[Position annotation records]
▼
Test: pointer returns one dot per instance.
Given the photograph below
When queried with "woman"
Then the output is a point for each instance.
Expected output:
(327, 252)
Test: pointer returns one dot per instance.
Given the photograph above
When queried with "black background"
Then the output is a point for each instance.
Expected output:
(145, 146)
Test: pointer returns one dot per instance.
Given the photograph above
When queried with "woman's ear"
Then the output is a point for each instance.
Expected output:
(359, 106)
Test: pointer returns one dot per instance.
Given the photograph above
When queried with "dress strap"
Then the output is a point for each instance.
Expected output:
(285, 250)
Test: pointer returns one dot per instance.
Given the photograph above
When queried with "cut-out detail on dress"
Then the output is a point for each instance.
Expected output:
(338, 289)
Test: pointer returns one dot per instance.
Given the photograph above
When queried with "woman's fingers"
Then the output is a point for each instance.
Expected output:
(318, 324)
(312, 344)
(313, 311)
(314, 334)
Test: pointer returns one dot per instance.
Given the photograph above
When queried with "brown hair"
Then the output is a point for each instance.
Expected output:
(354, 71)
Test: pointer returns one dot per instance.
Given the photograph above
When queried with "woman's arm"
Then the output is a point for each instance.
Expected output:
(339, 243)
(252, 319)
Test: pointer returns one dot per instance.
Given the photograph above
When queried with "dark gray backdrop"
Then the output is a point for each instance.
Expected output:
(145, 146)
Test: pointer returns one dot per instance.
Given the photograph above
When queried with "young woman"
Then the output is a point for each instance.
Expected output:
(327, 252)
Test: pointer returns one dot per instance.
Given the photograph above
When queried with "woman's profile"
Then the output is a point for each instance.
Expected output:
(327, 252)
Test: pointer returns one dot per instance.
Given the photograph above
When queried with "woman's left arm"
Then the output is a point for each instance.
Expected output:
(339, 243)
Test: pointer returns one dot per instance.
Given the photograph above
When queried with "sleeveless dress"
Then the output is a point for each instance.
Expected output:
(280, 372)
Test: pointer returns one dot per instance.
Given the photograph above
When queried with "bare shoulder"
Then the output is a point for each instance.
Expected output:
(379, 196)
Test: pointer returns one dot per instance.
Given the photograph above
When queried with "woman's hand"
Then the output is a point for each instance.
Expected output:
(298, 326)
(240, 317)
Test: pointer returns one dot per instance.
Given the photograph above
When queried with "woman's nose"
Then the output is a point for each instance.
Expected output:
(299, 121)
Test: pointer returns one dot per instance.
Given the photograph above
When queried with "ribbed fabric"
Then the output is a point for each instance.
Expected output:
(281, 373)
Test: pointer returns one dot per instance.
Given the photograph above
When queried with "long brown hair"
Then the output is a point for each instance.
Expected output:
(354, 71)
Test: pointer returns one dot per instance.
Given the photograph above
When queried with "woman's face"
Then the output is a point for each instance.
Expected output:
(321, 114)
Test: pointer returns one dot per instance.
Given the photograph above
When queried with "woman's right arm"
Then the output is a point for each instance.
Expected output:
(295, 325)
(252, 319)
▲
_SHORT EXERCISE_:
Return all of the entries exactly as written.

_OUTPUT OF THE TASK_:
Test: pointer returns one dot per instance.
Given the photograph below
When queried with "woman"
Then the output is a point for each instance.
Expected output:
(327, 252)
Test: pointer returns one dot per instance.
Given the photograph above
When queried with "black background"
Then the output is a point for each instance.
Expected output:
(145, 146)
Test: pointer returns one dot per instance.
Given the photograph above
When queried with "woman's ear"
Then the output is a point for each instance.
Expected output:
(359, 106)
Test: pointer returns one dot per instance.
Given the photograph above
When queried with "dress strap"
Then the output is a point for each instance.
Expected output:
(285, 250)
Test: pointer returns one dot per instance.
Given the photograph above
When queried with "cut-out detail on dress"
Then the output is a point for each instance.
Expected output:
(338, 289)
Test: pointer returns one dot per instance.
Given the photograph above
When queried with "woman's fingers"
Then the output is a point for each instance.
Expected output:
(318, 324)
(312, 344)
(313, 311)
(314, 334)
Test: pointer returns one dot per instance.
Given the photograph above
When queried with "brown hair"
Then the output is a point for each instance.
Expected output:
(354, 71)
Test: pointer returns one dot per instance.
Given the photograph above
When queried with "woman's arm"
Then the output is a point for each instance.
Expected output:
(339, 243)
(252, 319)
Test: pointer returns one dot per instance.
Given the photograph above
When queried with "dark gray backdrop"
Then the output is a point for each instance.
Expected output:
(145, 146)
Test: pointer returns one dot per instance.
Given the photograph above
When queried with "young woman"
Then the output is a point for each instance.
Expected output:
(327, 252)
Test: pointer returns one dot per instance.
Given the photograph above
When queried with "woman's profile"
Then the output is a point for each instance.
Expected output:
(327, 252)
Test: pointer returns one dot per instance.
Given the photograph above
When queried with "woman's left arm"
Then the output is a point for each instance.
Expected output:
(339, 243)
Test: pointer returns one dot per instance.
Given the photograph above
When queried with "sleeveless dress"
Then the output is a point for each instance.
Expected output:
(280, 372)
Test: pointer returns one dot per instance.
Given the photograph above
When queried with "bare shoulder"
Then the output is a point for each instance.
Expected output:
(379, 196)
Test: pointer returns one dot per instance.
Given the photograph above
When queried with "woman's hand"
Then the output is a point for each instance.
Expected output:
(298, 326)
(240, 317)
Test: pointer returns one dot per instance.
Given the photograph above
When queried with "woman's nose"
Then the output is a point for each instance.
Expected output:
(299, 121)
Test: pointer returns one dot per instance.
Given the photograph above
When queried with "ribbed fabric"
Then the output is a point for each instance.
Expected output:
(281, 373)
Test: pointer returns one dot per instance.
Given the photograph above
When queried with "long brown hair"
Then the output is a point for each instance.
Expected output:
(354, 71)
Test: pointer returns one dot per instance.
Given the photograph above
When queried with "woman's face"
Then the output is a point for each instance.
Expected output:
(321, 114)
Test: pointer returns one dot per instance.
Given the photograph above
When queried with "woman's right arm"
Then the output is a point for each instance.
Expected output:
(295, 325)
(252, 319)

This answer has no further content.